**REQUIRED TASK:** Give the stretch from the start of the lines through the line containing "pixel 278 428" as a Markdown table with columns Row and Line. Leave out blank lines.

Examples of point labeling
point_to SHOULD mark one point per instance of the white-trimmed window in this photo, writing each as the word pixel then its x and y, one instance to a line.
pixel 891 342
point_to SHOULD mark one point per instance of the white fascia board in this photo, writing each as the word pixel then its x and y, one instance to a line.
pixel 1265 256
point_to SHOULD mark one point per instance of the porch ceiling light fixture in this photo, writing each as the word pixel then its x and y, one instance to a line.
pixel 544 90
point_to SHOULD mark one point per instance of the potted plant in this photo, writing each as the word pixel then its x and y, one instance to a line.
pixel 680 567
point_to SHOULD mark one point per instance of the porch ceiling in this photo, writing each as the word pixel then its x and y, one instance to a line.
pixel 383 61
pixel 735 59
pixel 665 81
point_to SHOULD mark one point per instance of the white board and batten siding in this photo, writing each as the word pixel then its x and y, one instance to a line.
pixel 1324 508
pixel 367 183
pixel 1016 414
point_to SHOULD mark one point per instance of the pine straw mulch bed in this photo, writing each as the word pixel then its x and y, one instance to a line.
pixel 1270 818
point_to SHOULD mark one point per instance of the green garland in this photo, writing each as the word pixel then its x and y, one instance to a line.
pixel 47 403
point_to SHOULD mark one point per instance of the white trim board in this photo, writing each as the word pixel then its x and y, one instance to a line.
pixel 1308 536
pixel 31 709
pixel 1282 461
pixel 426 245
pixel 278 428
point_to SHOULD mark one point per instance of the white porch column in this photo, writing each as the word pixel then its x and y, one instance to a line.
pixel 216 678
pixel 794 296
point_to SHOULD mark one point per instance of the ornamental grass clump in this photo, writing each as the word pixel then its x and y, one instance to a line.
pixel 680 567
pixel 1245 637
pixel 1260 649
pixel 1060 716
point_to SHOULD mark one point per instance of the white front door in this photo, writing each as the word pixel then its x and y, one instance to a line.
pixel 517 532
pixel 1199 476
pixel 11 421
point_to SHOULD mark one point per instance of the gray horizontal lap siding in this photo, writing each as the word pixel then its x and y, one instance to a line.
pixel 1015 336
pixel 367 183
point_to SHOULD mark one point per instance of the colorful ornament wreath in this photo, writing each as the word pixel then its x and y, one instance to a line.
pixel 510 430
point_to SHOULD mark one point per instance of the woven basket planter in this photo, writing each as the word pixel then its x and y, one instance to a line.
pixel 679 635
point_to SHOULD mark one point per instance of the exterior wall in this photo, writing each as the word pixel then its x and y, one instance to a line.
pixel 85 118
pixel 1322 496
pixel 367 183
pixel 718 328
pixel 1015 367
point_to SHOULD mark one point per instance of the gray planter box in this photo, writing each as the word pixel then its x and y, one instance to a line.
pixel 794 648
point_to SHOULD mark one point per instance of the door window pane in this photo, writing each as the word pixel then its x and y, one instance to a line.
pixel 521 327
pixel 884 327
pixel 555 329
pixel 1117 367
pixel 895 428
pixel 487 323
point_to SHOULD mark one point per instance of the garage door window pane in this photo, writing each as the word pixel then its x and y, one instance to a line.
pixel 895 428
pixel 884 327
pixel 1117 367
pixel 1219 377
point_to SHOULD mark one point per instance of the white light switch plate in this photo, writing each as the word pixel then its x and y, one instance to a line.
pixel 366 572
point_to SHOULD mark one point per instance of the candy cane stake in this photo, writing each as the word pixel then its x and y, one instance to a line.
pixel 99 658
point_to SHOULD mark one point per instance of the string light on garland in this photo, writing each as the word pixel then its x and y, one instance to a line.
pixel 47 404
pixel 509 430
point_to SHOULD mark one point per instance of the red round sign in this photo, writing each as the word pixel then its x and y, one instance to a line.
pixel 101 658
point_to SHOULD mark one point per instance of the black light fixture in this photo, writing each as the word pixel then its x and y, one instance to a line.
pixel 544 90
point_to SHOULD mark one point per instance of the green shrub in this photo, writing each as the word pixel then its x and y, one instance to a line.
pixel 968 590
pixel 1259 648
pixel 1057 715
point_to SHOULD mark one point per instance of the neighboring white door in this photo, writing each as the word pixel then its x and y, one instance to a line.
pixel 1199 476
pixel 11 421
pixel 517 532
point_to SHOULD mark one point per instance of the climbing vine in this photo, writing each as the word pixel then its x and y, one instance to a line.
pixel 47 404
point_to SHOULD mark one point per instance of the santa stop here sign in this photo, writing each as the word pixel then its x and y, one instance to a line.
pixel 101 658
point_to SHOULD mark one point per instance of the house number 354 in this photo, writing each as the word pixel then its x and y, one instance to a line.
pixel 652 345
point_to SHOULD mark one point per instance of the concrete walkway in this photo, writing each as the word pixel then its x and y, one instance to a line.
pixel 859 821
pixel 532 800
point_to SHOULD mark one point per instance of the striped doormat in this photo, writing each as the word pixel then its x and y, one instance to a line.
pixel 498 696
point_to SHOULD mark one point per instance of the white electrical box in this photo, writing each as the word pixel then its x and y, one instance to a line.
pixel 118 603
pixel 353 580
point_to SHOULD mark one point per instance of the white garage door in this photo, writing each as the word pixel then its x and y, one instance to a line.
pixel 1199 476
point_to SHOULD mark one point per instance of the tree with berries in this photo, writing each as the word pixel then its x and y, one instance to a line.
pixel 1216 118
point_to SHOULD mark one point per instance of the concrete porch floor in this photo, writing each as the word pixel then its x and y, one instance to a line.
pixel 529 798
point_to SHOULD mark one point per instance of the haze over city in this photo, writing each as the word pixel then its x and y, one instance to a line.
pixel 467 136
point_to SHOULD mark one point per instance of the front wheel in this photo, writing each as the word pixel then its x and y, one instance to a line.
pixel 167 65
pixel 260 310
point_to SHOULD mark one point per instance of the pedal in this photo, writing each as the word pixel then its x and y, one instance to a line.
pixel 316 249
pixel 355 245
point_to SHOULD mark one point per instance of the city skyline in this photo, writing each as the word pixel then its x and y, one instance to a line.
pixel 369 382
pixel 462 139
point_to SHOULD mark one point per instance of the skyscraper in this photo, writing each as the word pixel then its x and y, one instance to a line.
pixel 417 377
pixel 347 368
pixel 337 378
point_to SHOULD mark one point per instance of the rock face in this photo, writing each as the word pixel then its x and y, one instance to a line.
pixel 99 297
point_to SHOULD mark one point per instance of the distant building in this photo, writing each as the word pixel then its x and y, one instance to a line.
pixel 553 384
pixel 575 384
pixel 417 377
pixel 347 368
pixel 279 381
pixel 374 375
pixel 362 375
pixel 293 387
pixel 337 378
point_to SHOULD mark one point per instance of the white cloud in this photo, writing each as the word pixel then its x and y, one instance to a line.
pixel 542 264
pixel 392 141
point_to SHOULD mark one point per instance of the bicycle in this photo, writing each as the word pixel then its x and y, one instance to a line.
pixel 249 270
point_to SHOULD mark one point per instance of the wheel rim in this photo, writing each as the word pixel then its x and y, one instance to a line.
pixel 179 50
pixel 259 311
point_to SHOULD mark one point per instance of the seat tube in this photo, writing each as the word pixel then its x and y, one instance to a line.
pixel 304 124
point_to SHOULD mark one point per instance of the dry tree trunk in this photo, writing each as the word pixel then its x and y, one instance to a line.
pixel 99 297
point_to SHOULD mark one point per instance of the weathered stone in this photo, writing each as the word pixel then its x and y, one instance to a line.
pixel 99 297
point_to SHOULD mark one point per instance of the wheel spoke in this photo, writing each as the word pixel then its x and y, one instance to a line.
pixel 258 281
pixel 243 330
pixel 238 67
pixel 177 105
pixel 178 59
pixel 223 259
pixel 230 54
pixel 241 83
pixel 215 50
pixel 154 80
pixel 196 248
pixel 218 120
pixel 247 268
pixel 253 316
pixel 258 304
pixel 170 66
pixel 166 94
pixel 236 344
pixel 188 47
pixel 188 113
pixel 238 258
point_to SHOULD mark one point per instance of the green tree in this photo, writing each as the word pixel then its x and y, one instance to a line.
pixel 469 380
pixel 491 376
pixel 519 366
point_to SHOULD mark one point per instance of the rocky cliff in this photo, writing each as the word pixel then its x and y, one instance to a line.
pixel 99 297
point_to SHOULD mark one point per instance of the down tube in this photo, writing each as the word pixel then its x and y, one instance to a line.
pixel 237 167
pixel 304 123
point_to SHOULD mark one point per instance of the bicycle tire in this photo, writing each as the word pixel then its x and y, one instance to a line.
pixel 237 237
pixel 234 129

**OUTPUT FOR THIS EXERCISE:**
| Row | Line |
|---|---|
| 1 | point_to SHOULD mark one point per instance of the white-trimmed window in this photo, writing each as the word pixel then its x and y, one instance to a line. |
| 2 | pixel 891 342 |
| 3 | point_to SHOULD mark one point per instance of the white fascia board in this photo, writing each as the word pixel then its x and y, one instance to a line. |
| 4 | pixel 1265 256 |
| 5 | point_to SHOULD mark one point per instance of the porch ceiling light fixture in this photo, writing each as the word pixel then its x and y, one instance to a line. |
| 6 | pixel 544 90 |
| 7 | point_to SHOULD mark one point per instance of the potted plant in this photo, writing each as the word pixel then its x and y, one instance to a line. |
| 8 | pixel 680 567 |
| 9 | point_to SHOULD mark one point per instance of the porch ceiling in this photo, writing each as the word pixel then its x and y, one instance to a line. |
| 10 | pixel 383 61 |
| 11 | pixel 735 59 |
| 12 | pixel 665 81 |
| 13 | point_to SHOULD mark one point per instance of the white board and batten siding in this photo, writing each as the word pixel then its x and y, one instance to a line. |
| 14 | pixel 1324 508 |
| 15 | pixel 367 183 |
| 16 | pixel 1016 414 |
| 17 | point_to SHOULD mark one point per instance of the pine straw mulch bed in this photo, writing each as the word pixel then its x and y, one instance to a line. |
| 18 | pixel 1270 818 |
| 19 | point_to SHOULD mark one point per instance of the green garland in this photo, writing each as the word pixel then its x and y, one instance to a line. |
| 20 | pixel 47 403 |
| 21 | point_to SHOULD mark one point per instance of the white trim board in this photo, writing each as the word pixel then its x and y, one instance to a line. |
| 22 | pixel 1308 536 |
| 23 | pixel 31 709 |
| 24 | pixel 1282 461 |
| 25 | pixel 426 245 |
| 26 | pixel 278 428 |